## [Dataset rows on where objects appear]
<<<<
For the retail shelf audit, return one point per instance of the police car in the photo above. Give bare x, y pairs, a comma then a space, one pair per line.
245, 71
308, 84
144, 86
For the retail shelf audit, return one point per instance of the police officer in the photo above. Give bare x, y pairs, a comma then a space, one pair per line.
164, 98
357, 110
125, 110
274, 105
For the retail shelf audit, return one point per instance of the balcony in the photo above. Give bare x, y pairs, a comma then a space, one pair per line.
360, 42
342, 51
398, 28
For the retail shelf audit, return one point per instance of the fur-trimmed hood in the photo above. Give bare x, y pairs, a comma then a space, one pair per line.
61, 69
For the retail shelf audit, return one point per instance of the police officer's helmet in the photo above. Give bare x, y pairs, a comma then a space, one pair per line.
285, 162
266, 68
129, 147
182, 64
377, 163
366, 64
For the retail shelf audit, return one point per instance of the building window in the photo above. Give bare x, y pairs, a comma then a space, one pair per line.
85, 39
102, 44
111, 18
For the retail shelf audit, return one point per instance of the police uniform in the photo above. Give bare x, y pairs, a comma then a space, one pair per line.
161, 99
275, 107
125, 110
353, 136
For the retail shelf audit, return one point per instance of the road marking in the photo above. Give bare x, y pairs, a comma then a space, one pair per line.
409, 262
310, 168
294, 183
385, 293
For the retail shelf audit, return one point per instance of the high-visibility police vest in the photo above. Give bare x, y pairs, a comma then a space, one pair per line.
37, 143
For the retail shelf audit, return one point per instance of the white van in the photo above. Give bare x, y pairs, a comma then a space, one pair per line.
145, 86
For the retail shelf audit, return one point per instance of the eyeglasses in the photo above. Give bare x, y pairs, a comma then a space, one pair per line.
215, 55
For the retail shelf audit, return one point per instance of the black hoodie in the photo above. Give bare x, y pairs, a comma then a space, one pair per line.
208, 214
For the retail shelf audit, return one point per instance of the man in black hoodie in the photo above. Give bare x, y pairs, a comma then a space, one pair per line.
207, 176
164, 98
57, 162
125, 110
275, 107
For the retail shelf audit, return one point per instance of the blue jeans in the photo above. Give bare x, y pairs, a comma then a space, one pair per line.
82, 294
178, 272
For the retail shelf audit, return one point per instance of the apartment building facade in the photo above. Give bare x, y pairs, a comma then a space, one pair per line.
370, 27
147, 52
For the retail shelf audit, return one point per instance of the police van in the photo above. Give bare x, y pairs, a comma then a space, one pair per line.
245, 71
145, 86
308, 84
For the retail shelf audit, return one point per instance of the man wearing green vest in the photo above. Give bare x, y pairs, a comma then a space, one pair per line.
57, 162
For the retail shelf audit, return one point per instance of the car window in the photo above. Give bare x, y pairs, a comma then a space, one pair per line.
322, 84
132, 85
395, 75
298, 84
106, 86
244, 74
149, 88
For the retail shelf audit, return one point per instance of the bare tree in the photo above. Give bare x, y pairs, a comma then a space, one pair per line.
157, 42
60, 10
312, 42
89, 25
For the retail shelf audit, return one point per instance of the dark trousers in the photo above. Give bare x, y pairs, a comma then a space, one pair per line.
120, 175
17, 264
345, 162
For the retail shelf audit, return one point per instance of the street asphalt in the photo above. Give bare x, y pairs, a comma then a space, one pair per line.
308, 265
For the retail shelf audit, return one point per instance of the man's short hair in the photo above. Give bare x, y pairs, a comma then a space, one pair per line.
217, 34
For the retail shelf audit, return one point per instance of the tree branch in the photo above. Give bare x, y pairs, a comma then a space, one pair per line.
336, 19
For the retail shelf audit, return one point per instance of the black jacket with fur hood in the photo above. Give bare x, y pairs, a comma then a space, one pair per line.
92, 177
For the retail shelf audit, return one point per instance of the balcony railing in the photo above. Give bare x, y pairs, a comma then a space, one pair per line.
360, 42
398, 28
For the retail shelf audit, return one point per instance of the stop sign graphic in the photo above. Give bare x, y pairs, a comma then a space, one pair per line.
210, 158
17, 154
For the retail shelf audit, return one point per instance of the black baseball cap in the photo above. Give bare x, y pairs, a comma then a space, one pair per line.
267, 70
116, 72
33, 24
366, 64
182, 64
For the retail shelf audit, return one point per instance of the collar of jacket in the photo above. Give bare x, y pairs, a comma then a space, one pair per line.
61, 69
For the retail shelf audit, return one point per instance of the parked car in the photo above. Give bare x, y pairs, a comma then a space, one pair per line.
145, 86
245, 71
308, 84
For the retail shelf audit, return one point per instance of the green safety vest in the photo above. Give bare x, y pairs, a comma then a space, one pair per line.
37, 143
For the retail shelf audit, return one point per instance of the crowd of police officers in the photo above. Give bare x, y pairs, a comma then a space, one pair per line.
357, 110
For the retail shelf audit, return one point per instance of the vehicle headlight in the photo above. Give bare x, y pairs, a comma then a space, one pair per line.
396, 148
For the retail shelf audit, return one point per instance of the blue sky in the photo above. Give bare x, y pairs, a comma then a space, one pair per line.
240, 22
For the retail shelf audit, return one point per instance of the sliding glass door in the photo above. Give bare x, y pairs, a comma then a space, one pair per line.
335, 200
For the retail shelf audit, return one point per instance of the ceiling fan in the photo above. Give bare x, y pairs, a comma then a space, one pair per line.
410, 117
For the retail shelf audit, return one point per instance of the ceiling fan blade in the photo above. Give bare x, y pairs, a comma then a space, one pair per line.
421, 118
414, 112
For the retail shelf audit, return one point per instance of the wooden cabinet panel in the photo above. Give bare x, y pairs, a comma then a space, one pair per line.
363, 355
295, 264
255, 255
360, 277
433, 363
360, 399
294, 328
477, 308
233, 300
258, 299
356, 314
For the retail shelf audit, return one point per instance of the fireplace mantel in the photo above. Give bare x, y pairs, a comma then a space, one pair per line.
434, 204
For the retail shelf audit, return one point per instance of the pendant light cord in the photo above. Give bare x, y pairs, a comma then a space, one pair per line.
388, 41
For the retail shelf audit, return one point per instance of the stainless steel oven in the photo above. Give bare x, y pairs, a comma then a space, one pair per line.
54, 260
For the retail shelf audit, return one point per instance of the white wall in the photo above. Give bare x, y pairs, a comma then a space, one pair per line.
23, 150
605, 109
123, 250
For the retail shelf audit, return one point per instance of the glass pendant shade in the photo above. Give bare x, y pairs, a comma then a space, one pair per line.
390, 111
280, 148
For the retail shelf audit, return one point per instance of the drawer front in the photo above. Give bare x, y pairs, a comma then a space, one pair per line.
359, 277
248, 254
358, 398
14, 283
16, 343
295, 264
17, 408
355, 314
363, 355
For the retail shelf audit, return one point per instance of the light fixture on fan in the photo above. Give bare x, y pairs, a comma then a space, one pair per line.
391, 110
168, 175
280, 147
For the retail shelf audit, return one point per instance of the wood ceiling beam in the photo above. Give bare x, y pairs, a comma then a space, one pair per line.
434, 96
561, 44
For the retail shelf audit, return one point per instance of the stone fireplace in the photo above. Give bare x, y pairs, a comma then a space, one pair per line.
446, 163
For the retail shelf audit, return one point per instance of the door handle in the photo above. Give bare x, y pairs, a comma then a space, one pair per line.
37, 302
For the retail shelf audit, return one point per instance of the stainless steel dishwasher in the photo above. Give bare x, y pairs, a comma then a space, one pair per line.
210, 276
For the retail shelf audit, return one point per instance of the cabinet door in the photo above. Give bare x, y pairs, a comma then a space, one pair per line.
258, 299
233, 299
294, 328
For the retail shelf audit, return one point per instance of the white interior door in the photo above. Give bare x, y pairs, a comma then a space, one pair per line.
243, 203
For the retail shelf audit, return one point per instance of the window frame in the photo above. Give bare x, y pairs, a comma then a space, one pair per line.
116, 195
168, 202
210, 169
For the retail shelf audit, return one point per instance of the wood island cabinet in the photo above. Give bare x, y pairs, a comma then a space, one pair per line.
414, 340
>>>>
## [Written instruction]
Return precisely the lines of the records, starting with the line that holds "of the cabinet" and ending with the last one.

## [Task answer]
For the retail shelf audit, return one point per instance of the cabinet door in the photo above. Give bare x, y pairs, a comma then a space, one pair per line.
258, 299
233, 299
294, 328
For the retail shelf audit, return one point per instance of the white interior door in the photo above. Give bare x, y pairs, a comma then a space, one pair per line.
243, 203
For the retail shelf audit, return one point per instance of the window frame in the photo above. Give bare x, y pairs, a comma then a space, one pair per line.
116, 195
168, 202
210, 169
For the retail shelf audit, return one point per instance of the wood island cabinet in the photo above. Give bare x, y pairs, a comma then a space, one pair per line.
414, 340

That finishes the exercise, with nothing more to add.